Task details:
Exactly as given, write out the lines from the one containing "If any painted seahorse" through the end of the listing, with both ends included and nothing else.

Task data:
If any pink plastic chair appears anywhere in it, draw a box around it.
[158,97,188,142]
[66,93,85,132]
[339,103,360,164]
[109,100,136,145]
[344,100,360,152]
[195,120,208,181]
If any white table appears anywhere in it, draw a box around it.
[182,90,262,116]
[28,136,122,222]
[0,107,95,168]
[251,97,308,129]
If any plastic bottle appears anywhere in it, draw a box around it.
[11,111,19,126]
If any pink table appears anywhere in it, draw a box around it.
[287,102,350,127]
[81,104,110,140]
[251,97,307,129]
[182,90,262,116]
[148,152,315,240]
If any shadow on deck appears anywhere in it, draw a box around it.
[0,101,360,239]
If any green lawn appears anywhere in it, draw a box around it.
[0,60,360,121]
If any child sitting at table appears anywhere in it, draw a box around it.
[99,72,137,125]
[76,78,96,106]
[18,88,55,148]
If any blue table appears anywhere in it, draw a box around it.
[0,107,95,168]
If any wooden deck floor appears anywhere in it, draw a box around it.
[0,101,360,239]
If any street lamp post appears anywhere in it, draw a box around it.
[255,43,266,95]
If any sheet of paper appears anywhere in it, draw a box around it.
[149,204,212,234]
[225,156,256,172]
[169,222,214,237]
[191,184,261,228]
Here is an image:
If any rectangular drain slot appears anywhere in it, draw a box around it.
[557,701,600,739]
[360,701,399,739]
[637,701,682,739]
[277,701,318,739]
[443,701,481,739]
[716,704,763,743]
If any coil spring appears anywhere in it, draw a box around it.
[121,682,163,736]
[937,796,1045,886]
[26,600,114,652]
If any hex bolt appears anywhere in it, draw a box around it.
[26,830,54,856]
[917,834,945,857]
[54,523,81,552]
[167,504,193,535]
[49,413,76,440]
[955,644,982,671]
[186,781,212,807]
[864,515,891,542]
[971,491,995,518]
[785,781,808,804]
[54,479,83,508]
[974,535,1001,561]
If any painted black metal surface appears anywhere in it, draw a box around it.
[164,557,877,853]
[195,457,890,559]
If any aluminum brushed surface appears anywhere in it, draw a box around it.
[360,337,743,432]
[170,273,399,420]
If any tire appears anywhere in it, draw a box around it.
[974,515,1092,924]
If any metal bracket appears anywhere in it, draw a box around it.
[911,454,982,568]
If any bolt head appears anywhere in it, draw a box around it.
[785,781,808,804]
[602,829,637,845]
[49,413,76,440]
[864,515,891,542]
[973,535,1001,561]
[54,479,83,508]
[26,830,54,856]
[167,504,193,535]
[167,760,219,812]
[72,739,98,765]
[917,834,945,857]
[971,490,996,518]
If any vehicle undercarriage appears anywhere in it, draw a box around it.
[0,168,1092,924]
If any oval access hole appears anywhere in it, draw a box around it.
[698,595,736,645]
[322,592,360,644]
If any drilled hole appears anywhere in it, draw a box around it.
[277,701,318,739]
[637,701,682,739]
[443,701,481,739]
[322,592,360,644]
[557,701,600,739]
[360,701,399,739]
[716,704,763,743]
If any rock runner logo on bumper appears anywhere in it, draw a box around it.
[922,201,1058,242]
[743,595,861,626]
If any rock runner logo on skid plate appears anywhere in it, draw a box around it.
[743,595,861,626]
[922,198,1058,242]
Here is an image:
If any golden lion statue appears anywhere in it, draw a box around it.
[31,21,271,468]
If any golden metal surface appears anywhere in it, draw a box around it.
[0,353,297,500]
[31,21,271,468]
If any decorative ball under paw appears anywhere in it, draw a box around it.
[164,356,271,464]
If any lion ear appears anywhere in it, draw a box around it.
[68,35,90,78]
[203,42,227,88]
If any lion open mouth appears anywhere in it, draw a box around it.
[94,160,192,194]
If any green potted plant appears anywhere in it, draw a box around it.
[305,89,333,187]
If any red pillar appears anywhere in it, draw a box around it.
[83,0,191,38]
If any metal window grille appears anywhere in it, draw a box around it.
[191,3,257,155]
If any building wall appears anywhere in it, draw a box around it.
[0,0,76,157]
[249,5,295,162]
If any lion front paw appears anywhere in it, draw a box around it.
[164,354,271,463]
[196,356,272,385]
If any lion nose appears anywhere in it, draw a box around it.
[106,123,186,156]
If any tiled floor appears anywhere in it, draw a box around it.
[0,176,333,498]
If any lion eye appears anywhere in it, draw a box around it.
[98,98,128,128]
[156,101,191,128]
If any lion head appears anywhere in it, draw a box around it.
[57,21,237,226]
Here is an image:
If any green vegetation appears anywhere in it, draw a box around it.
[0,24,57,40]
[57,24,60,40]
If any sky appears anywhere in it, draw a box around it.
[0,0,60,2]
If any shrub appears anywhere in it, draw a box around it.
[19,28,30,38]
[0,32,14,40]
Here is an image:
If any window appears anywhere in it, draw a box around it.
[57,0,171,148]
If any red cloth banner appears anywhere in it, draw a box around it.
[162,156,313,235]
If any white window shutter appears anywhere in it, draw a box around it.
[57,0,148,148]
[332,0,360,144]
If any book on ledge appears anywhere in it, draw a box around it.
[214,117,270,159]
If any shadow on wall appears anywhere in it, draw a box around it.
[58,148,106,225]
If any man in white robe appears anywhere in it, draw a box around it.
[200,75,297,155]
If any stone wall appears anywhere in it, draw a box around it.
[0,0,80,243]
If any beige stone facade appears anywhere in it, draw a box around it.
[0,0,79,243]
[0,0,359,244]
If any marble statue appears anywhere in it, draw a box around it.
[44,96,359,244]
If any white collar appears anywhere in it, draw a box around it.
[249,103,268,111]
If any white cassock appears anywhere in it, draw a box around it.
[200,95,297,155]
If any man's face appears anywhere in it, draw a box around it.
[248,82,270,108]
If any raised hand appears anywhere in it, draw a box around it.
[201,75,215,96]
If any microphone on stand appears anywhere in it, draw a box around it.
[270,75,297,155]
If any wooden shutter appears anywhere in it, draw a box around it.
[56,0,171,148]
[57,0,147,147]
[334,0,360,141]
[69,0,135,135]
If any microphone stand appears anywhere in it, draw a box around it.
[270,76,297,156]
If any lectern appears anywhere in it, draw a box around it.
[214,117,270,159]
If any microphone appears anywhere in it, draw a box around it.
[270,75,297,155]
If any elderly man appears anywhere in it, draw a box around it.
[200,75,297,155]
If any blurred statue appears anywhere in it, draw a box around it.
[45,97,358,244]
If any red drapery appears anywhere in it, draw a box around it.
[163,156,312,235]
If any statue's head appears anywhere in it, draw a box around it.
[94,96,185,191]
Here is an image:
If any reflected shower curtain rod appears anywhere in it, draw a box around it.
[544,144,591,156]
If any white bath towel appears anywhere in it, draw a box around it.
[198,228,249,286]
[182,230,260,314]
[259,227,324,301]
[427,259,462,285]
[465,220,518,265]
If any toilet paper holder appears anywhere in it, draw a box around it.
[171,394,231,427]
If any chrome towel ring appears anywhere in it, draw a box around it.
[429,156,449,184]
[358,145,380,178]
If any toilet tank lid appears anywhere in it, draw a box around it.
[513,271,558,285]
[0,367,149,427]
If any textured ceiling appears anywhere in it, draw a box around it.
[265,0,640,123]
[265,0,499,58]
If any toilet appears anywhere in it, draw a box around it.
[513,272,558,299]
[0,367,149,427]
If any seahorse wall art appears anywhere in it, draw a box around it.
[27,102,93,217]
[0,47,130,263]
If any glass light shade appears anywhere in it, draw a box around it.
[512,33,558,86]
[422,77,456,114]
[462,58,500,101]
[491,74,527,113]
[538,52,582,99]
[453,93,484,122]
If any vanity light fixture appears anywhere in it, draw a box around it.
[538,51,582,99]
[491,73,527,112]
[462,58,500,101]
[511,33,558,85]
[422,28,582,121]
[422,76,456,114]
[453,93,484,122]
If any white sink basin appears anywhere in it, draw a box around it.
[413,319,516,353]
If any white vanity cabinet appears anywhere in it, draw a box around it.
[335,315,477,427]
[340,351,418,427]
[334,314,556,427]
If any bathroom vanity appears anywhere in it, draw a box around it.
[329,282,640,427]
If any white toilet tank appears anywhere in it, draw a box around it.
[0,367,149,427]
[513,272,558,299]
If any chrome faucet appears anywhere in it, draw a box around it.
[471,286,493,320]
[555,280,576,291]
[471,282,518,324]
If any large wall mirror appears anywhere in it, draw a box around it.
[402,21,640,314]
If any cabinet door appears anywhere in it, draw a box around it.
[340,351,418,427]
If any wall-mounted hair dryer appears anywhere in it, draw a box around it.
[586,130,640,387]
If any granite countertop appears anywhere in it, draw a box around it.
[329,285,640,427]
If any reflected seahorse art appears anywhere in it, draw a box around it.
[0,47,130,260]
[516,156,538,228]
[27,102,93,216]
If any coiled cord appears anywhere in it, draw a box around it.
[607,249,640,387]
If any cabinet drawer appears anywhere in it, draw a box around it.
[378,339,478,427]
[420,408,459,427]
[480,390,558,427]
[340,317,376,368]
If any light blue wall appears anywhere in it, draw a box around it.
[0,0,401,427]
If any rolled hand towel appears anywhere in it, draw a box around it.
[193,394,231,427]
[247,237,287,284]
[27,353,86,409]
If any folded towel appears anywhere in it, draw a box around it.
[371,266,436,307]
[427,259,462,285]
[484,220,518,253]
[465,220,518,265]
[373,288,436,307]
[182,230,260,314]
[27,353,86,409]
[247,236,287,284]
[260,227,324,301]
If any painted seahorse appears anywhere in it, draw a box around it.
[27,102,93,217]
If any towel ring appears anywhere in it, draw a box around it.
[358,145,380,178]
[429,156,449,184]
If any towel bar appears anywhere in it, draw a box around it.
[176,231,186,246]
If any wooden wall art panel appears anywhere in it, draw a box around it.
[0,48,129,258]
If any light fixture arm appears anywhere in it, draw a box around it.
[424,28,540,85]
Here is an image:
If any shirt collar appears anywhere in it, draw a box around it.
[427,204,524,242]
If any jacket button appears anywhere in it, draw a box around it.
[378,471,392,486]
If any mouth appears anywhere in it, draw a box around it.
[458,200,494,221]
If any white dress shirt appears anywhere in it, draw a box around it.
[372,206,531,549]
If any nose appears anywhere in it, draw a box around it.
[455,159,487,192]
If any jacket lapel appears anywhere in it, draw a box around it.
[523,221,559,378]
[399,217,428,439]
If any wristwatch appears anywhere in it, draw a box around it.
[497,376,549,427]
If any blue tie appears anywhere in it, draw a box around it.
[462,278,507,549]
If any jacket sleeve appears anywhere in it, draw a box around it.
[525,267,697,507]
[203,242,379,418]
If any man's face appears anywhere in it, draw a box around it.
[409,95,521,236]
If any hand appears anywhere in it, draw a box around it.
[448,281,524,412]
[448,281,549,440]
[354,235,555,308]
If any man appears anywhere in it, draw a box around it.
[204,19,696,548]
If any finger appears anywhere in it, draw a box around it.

Answer:
If any painted seahorse appears anywhere in it, draw a box around it.
[27,102,93,217]
If any towel ring appears anywhere in it, draw a box around it.
[358,145,380,178]
[429,156,449,184]
If any towel bar appears anywhere in it, draw a box around it.
[176,231,186,246]
If any wooden wall art panel appears anywhere in it, draw a box around it.
[0,48,129,258]
If any light fixture arm appears anywhere in it, draw a box around it.
[424,28,540,85]
Here is an image:
If any shirt collar appears anywhere in it, draw a box around it.
[427,204,524,242]
If any jacket button appears anywhere in it, draw a box around it.
[378,471,392,486]
If any mouth appears anywhere in it, draw a box around it.
[458,200,494,221]
If any white dress shirt appears anywhere in it, draw a box around it.
[372,206,531,549]
If any nose appears anywhere in it, draw a box around it.
[455,159,487,192]
If any jacket lapel appears anywhere in it, draw a box around it.
[523,221,559,378]
[399,217,428,439]
If any wristwatch appears anywhere in it, draw a box around it.
[497,376,549,427]
If any blue tie appears anywhere in it, draw a box around it.
[462,278,507,549]
If any jacket sleeve appears anywhere in it, draw a box around it.
[525,267,697,507]
[203,242,379,418]
If any man's face appears anywhere in it, draw a box around it.
[409,95,521,236]
If any hand appears anywhere in it, draw a box around it.
[448,281,524,412]
[448,281,549,440]
[354,235,555,308]
If any man appears anywhere in it, draw a box around it.
[204,19,696,548]
If any finger appears anywhere in it, draw a box around it.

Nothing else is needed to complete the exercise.